==== Sumber ====
Senin, 17 Januari 2011

Pada Sebuah Sudut

Musim Penghujan 1988
Dua pohon palem itu seolah menjadi bingkai. Celah diantara keduanya membuat pandanganku lebih terarah jauh ke depan. Bentang rel kereta, genteng-genteng merah kusam berbaris asimetris, kusir-kusir becak yang menunggu rejeki dari kayuhannya di pinggiran jalan, menjadi variasi bagi mataku.

Jauh di horizon, pancang-pancang besi bakal pondasi pencakar langit bagai pentul korek api berlatar siluet gunung, semakin menambah ‘eksotik’ pemandangan di hadapanku. Keindahan senja di sudut ruangan itu adalah kenikmatan tak terperi bagiku. Sebuah penghiburan alami. Saat yang lain bergegas keluar atau bercengkrama di area lain, justru aku sengaja memperlambat laju gerakku. Menanti semua sepi dan aku kemudian melangkah menuju sudut itu. Membuka jendela nako lebar-lebar, menghirup udara sore dalam-dalam yang basah karena hujan, dan menyapu pandangan alam raya sekitarnya dari ketinggian 3 meter.
==== Catatan yang Ditampilkan ====
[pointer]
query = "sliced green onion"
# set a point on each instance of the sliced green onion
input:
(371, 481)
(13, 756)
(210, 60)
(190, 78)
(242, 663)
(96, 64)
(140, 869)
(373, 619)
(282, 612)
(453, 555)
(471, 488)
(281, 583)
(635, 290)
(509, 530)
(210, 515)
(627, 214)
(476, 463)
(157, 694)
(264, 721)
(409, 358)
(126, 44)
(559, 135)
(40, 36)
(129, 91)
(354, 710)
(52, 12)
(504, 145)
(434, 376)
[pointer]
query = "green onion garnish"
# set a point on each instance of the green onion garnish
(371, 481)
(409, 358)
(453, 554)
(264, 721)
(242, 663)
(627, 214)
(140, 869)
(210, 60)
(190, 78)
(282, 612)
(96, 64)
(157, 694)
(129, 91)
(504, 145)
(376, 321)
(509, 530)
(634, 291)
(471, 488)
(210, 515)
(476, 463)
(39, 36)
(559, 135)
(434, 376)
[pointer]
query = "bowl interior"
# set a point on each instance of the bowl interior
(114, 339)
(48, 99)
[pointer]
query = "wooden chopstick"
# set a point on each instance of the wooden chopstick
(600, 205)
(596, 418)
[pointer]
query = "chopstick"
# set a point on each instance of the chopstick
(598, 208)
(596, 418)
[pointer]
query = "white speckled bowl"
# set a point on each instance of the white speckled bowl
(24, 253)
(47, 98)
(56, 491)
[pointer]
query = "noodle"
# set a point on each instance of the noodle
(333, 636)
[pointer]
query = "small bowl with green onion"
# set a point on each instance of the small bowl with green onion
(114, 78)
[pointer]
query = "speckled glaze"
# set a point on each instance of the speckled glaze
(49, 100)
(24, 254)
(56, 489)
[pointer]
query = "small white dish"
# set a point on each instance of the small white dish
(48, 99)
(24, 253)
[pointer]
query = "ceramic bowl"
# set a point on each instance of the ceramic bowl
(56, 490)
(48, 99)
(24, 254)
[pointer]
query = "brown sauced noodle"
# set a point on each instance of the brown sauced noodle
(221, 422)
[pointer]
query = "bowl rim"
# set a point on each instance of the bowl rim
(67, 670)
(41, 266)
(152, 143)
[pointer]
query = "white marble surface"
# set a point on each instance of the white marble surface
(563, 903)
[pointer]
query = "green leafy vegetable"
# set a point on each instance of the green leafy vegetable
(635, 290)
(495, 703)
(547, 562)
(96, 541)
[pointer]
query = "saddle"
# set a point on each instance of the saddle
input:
====
- **Rumusan Soal 1**:
Jawablah pertanyaan berikut berdasarkan teks sumber.
(a) Musim dan tahun apa yang tertulis sebelum paragraf pertama?
(b) Apa yang seolah menjadi bingkai pandangan?
(c) Dari ketinggian berapa pemandangan alam sekitar disapu dengan pandangan?
- **Rumusan Soal 2**: Salin persis penggalan teks sumber mulai dari "Jauh di horizon, pancang-pancang" hingga "ketinggian 3 meter.".
Jawablah hanya berdasarkan teks sumber.

- **Jawaban Tertulis 1**:
(a) Musim penghujan 1988.
(b) Dua pohon palem.
(c) Dari ketinggian 3 meter.

- **Jawaban Tertulis 2**:
Jauh di horizon, pancang-pancang besi bakal pondasi pencakar langit bagai pentul korek api berlatar siluet gunung, semakin menambah ‘eksotik’ pemandangan di hadapanku. Keindahan senja di sudut ruangan itu adalah kenikmatan tak terperi bagiku. Sebuah penghiburan alami. Saat yang lain bergegas keluar atau bercengkrama di area lain, justru aku sengaja memperlambat laju gerakku. Menanti semua sepi dan aku kemudian melangkah menuju sudut itu. Membuka jendela nako lebar-lebar, menghirup udara sore dalam-dalam yang basah karena hujan, dan menyapu pandangan alam raya sekitarnya dari ketinggian 3 meter.